• **Text extract**
>>

Zulip Chat Archive

Stream: Machine Learning for Theorem Proving

Topic: Theorem Proving for Machine Learning

GasStationManager (Jan 06 2026 at 03:28):

(Sorry, couldn't resist the title)

I am interested in (auto)formalizations of the theoretical foundations of machine learning / AI. And I'm hoping other AI/ML researchers on this channel are interested in potential collaborations.

I have created a github repo. AI-generated / AI-assisted contributions are explicitly allowed and encouraged, with the following quality assurance:

Formal theorem statements are vetted by human experts.
Proofs are checked by secure verifiers like Comparator & SafeVerify. (So far I have a script based on SafeVerify; I am very interested in getting Comparator set up as well. )

Among its first contributions is my formalization of the classical result of the convergence of stochastic gradient descent. This includes a formalization of the Robbins-Siegmund theorem from stochastic approximation theory, which could be of independent interest.

<<

• **Given data**
>>

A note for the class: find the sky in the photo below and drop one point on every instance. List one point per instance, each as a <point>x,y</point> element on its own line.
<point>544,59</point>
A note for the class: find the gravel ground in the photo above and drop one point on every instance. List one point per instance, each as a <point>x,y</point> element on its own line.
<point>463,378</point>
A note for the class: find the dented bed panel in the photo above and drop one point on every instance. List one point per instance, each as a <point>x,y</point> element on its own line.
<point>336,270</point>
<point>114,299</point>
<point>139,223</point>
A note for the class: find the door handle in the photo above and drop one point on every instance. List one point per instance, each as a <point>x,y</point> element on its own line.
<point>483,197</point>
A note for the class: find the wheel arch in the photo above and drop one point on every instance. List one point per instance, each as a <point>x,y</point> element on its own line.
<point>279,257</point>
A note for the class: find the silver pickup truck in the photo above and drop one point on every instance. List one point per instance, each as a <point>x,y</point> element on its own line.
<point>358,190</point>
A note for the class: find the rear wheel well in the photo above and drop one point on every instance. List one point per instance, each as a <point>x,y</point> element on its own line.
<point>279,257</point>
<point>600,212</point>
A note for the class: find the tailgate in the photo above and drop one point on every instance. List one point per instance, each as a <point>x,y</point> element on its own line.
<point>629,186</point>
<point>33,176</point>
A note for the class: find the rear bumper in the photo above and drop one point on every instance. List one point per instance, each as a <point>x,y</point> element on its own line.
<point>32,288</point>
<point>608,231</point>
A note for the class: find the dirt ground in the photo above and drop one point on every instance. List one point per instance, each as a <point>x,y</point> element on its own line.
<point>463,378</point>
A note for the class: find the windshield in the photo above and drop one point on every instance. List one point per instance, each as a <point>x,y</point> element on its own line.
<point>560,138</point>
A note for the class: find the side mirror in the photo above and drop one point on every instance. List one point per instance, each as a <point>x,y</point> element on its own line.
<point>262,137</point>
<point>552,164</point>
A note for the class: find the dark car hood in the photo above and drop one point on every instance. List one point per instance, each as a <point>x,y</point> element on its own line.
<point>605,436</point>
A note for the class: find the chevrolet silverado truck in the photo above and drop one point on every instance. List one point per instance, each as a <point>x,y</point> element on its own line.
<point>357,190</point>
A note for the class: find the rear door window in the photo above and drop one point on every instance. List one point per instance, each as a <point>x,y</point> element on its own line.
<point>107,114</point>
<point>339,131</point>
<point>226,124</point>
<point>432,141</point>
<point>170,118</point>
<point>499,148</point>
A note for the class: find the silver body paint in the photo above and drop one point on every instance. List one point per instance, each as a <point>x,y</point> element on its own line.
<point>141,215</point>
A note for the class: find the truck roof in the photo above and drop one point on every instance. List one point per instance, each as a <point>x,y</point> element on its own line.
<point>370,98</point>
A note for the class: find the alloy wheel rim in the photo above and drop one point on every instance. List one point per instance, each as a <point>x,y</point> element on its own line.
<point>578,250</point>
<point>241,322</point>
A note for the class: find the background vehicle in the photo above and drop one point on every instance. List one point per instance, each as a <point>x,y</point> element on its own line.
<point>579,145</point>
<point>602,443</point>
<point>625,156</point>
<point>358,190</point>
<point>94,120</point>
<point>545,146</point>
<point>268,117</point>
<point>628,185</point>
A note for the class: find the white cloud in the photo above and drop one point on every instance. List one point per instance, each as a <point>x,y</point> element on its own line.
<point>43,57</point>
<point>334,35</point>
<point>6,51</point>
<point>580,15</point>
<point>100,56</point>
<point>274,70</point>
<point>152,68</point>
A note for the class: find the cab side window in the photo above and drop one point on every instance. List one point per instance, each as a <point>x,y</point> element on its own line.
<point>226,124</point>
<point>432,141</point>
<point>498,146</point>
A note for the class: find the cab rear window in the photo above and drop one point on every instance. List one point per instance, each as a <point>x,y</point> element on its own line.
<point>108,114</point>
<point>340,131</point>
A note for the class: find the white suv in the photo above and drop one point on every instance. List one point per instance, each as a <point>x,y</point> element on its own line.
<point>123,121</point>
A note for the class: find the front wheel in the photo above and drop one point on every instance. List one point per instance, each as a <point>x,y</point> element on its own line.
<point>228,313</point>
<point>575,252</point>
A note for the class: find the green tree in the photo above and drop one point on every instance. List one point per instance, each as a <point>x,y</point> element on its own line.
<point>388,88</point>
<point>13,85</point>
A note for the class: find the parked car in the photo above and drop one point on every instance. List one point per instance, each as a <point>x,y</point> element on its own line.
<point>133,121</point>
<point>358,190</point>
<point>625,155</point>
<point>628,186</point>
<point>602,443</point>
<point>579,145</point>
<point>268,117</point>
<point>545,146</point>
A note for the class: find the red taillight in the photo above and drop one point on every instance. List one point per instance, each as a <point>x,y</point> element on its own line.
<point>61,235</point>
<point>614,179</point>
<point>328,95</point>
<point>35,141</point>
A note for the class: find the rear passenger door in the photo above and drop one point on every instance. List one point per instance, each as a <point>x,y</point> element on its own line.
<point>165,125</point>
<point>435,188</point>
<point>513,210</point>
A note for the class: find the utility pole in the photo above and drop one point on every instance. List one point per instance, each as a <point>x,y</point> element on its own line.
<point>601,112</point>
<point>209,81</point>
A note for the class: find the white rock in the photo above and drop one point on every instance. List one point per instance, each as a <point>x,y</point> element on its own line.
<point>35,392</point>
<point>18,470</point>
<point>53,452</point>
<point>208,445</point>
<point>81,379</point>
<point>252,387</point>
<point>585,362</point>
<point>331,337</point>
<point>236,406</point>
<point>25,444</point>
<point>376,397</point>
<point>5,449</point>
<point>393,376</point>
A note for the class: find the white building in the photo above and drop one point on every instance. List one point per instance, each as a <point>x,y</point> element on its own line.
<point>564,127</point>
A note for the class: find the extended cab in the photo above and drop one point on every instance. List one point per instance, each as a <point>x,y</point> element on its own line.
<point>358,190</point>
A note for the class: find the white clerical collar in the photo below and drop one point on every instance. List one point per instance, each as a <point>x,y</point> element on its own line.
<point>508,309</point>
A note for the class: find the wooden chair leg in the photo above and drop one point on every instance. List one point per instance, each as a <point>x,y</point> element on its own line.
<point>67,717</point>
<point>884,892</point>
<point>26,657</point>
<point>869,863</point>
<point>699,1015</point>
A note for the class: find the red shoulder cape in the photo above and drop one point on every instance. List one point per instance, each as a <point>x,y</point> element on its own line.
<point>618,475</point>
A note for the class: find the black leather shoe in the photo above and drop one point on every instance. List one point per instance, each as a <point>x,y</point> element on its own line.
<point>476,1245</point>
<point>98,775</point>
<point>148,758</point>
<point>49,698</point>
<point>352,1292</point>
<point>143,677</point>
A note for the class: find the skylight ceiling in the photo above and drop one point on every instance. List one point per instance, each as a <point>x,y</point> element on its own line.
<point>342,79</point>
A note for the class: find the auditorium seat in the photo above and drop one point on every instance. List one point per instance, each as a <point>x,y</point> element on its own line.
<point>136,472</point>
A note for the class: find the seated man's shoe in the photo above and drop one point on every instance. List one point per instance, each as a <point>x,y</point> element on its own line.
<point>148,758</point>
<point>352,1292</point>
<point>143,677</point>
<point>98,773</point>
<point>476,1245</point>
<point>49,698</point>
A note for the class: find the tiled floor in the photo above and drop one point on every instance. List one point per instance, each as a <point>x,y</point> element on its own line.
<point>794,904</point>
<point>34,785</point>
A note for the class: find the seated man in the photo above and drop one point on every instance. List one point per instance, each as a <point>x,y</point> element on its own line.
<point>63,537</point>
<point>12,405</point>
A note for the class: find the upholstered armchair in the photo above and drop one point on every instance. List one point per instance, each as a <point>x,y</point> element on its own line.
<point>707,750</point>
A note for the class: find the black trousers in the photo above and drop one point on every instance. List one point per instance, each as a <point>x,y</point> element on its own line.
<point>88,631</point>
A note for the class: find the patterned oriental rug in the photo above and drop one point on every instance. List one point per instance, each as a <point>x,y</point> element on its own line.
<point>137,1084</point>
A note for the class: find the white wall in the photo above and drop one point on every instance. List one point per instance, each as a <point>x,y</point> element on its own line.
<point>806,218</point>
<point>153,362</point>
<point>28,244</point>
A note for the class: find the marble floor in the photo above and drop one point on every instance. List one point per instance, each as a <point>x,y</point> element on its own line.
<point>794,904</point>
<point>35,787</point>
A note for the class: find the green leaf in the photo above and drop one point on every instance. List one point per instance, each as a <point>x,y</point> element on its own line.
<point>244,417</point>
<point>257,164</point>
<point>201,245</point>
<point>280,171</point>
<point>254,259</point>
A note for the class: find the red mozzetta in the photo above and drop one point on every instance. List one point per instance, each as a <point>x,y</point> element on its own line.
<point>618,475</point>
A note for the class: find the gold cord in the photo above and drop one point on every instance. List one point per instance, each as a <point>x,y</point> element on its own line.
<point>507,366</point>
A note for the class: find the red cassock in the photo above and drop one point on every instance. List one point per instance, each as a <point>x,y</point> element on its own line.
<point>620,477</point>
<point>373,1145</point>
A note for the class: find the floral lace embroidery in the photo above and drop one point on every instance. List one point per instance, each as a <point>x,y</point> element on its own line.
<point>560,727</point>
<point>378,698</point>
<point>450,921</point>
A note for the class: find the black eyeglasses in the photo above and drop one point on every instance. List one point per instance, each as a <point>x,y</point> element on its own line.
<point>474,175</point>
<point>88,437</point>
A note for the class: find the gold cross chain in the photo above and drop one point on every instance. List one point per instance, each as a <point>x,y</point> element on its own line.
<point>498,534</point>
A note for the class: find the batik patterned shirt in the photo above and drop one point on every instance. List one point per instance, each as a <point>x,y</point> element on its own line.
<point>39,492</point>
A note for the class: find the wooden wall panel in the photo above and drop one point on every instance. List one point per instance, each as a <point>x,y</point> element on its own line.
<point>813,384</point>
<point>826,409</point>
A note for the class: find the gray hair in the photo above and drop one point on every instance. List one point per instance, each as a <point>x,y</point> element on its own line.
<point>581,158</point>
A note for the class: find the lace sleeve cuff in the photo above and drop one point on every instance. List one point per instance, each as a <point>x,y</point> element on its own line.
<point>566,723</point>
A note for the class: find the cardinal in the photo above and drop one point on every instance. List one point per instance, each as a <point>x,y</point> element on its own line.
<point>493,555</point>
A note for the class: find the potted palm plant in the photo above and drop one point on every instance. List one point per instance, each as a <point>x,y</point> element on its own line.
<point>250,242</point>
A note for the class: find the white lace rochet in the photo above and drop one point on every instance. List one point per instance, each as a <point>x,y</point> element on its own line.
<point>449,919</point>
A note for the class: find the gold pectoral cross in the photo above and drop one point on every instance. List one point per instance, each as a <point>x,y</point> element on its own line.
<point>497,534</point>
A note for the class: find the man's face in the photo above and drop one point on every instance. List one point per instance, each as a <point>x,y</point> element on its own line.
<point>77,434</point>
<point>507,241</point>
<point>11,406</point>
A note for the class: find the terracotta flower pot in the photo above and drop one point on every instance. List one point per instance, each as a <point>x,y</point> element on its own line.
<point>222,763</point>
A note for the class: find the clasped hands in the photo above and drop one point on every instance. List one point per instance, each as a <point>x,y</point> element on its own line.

<<

• **Problem set**
**A.** List every software tool or online platform named in the Zulip post about formalizing machine learning theory.
**B.** Extend the Zulip post about formalizing machine learning theory, picking up right after its last sentence.
The entries have no part in this work.

• **Exercise responses**
**A.** Zulip, github, Comparator, SafeVerify

**B.**
I think this could be a potential model for effective collaborations between subject-area experts and experts in Lean autoformalization. The subject-area experts only have to know enough Lean to verify the Lean theorem statements are faithful translations of the original informal theorems. For example, you are welcome to contribute formalizations of theorem statements that you'd like to see formally proved.

Comments and suggestions appreciated!

Jason Rute (Jan 06 2026 at 04:13):

You might be interested in this Rocq project by my previous colleagues at IBM Research: https://github.com/IBM/FormalML

GasStationManager (Jan 06 2026 at 06:04):

Thanks for the pointer!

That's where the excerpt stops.